* [Task]
Retype, without any alteration, the lines from the line containing "[locate] the pine" to the line containing "<point>573,279</point>", including both of those lines.

Data listing

⁂

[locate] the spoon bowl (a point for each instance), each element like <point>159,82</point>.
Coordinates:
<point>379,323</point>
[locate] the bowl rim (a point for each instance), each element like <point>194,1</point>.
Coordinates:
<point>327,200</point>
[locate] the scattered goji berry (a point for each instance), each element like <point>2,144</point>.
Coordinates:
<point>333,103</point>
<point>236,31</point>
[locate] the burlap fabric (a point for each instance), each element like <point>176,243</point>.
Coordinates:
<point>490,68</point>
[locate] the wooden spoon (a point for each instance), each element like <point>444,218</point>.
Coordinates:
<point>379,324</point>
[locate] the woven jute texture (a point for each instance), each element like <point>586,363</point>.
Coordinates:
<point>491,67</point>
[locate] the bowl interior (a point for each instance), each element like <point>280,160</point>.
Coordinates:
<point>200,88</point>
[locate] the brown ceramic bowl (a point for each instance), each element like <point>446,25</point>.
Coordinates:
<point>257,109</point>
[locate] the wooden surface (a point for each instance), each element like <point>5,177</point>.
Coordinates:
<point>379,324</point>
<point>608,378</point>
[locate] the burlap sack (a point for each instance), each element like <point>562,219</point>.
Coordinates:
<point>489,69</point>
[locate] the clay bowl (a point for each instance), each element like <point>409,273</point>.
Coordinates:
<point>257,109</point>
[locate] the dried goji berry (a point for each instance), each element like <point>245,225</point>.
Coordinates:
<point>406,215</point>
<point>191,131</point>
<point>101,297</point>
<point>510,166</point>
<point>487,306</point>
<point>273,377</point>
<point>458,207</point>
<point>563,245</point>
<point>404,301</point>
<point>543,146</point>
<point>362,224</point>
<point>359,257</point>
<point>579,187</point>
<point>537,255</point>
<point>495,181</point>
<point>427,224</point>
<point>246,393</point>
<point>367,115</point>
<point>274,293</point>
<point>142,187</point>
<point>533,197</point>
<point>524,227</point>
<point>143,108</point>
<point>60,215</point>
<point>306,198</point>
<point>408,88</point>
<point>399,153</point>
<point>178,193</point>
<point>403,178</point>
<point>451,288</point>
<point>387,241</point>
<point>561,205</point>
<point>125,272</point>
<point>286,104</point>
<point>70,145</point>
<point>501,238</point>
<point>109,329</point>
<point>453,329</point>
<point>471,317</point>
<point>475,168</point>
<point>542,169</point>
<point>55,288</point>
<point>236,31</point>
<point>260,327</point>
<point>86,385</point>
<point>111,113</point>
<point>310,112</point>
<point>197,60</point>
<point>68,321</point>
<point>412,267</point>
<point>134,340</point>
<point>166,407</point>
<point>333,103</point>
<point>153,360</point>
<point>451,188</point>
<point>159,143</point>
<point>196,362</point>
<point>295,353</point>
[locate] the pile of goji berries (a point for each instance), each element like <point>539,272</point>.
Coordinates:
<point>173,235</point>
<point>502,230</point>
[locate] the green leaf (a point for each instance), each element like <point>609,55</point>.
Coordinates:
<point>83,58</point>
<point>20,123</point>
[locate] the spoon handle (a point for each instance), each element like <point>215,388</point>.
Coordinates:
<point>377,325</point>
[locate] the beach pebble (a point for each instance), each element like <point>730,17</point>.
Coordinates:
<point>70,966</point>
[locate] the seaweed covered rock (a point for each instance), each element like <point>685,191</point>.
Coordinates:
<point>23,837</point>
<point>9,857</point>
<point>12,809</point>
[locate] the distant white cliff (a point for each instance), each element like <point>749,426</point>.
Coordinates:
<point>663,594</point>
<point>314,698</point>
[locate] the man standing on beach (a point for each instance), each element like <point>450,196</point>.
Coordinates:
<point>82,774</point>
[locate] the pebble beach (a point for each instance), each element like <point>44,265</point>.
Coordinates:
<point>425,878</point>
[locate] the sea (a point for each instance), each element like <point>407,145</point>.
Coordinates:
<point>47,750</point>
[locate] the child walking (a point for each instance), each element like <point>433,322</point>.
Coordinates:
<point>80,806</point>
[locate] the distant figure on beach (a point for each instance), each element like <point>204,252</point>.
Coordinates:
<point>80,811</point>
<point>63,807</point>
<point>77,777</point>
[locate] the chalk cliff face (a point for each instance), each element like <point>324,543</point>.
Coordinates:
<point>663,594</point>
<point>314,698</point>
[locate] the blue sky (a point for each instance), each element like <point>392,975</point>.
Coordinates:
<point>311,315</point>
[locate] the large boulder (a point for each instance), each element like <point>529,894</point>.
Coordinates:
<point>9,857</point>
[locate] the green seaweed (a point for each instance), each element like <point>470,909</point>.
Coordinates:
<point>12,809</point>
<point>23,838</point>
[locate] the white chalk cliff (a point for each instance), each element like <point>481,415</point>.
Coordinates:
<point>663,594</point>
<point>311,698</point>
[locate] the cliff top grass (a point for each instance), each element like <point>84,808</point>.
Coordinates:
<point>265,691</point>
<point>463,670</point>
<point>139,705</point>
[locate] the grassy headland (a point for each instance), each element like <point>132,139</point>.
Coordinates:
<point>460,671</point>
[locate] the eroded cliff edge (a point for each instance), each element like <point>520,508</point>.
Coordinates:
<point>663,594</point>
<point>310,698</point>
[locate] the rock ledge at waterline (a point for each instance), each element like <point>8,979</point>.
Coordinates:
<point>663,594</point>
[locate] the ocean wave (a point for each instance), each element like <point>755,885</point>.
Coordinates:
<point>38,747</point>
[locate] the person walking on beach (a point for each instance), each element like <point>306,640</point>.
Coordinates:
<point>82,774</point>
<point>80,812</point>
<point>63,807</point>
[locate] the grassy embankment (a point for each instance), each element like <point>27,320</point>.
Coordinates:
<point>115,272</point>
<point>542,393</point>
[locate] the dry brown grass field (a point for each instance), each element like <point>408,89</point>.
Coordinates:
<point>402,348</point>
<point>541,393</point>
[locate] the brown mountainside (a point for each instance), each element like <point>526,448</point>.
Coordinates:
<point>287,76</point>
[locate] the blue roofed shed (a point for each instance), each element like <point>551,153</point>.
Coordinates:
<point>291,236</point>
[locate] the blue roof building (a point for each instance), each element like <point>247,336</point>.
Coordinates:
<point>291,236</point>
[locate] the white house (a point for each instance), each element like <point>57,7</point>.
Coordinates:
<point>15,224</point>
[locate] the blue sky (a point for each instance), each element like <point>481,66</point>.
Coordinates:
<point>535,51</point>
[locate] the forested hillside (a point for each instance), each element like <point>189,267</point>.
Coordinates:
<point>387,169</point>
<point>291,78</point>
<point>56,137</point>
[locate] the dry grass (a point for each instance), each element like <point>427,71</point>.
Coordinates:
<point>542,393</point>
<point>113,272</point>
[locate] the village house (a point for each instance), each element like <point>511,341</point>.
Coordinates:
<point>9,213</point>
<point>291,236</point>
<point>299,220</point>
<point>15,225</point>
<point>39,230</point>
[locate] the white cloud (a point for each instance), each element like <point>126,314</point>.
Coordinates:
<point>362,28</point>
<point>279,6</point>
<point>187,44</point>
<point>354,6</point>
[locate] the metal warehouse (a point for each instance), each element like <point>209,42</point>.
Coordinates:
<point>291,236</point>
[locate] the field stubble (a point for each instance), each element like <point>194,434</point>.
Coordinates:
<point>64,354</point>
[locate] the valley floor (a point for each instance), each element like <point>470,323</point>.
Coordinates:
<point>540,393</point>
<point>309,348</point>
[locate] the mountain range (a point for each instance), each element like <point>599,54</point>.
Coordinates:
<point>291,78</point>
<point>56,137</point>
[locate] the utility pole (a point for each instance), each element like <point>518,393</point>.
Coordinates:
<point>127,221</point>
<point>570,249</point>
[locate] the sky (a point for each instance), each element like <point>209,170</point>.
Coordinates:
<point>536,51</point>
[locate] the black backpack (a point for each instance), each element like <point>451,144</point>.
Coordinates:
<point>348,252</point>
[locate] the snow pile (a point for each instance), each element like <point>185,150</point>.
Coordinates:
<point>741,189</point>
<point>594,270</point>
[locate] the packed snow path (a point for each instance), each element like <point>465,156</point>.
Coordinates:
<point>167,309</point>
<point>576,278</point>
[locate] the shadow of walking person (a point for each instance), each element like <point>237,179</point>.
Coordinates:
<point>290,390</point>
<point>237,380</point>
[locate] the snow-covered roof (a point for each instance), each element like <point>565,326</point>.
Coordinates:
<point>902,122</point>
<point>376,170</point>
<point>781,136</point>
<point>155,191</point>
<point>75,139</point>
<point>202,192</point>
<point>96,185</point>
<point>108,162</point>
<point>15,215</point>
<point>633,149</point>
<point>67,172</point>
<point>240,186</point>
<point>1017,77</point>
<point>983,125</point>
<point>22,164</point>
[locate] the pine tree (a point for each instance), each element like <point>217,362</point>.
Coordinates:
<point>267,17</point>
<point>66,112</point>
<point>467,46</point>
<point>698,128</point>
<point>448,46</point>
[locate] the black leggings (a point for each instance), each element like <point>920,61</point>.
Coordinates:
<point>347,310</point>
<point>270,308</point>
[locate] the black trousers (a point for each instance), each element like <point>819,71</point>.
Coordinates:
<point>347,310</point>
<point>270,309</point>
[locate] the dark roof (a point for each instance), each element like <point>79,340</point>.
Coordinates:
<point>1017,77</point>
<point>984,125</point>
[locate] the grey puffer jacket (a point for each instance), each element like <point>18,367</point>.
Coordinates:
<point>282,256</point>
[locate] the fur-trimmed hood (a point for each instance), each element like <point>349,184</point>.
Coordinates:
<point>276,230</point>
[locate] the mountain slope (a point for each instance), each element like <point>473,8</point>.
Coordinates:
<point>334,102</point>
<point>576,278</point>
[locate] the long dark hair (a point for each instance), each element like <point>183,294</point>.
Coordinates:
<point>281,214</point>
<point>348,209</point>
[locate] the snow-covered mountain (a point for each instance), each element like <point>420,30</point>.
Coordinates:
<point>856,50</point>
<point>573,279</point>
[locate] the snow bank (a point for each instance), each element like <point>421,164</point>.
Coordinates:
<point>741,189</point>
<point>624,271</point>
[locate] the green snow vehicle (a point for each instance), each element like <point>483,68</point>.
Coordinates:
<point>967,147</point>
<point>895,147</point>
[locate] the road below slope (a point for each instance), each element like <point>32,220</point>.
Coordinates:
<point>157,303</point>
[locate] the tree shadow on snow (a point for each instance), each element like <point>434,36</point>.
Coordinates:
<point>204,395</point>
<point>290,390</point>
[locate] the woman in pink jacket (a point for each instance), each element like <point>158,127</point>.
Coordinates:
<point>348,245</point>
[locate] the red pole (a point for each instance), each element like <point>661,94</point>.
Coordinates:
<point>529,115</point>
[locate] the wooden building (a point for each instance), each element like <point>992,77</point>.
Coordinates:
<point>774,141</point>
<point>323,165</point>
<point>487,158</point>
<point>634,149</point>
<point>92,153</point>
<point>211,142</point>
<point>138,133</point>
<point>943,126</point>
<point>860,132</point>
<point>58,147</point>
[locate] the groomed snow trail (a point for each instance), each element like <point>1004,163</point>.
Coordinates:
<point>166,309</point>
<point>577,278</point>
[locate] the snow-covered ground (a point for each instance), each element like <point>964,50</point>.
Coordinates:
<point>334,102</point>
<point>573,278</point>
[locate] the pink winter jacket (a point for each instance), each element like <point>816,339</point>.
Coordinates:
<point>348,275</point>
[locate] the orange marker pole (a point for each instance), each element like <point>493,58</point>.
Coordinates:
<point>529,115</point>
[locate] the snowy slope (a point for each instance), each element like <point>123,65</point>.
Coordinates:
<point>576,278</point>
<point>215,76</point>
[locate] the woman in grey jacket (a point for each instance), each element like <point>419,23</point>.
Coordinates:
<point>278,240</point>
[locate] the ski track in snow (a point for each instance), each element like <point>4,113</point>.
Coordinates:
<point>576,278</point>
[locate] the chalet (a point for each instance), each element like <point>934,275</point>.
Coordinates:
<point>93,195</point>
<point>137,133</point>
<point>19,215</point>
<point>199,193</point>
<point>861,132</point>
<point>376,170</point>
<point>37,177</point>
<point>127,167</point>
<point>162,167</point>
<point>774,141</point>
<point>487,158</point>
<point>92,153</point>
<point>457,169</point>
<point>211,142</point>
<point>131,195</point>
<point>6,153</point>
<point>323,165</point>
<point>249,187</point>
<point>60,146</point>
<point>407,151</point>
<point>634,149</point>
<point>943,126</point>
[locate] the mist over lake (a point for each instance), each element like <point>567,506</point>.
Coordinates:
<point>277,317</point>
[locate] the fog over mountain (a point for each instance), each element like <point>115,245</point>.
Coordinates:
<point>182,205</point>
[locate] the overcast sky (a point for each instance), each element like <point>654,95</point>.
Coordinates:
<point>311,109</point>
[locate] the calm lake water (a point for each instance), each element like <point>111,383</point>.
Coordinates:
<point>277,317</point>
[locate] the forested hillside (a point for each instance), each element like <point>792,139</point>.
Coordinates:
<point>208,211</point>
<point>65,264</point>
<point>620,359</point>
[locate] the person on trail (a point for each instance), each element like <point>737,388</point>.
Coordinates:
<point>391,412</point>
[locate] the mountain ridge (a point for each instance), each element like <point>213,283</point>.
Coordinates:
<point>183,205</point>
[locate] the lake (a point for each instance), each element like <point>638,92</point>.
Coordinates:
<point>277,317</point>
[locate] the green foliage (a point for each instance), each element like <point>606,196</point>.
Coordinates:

⁂

* [Complete response]
[locate] the pine tree (a point for each instance), each element like <point>217,362</point>.
Coordinates:
<point>267,17</point>
<point>66,112</point>
<point>467,46</point>
<point>698,128</point>
<point>448,46</point>
[locate] the black leggings (a point for each instance), each element like <point>920,61</point>.
Coordinates:
<point>347,310</point>
<point>270,308</point>
[locate] the black trousers (a point for each instance), each element like <point>819,71</point>.
Coordinates:
<point>347,310</point>
<point>270,309</point>
[locate] the dark roof (a point for each instance), each element like <point>79,340</point>.
Coordinates:
<point>1017,77</point>
<point>984,125</point>
[locate] the grey puffer jacket (a point for each instance), each element like <point>18,367</point>.
Coordinates:
<point>282,256</point>
[locate] the fur-trimmed hood (a point for each instance), each element like <point>349,184</point>.
Coordinates:
<point>276,230</point>
[locate] the mountain slope (a point for each instance), each element like <point>473,8</point>.
Coordinates:
<point>334,102</point>
<point>576,278</point>
[locate] the long dark hair (a point for each instance), each element like <point>183,294</point>.
Coordinates:
<point>281,214</point>
<point>348,209</point>
[locate] the snow-covered mountain (a point for each instance), each element like <point>420,30</point>.
Coordinates:
<point>856,50</point>
<point>573,279</point>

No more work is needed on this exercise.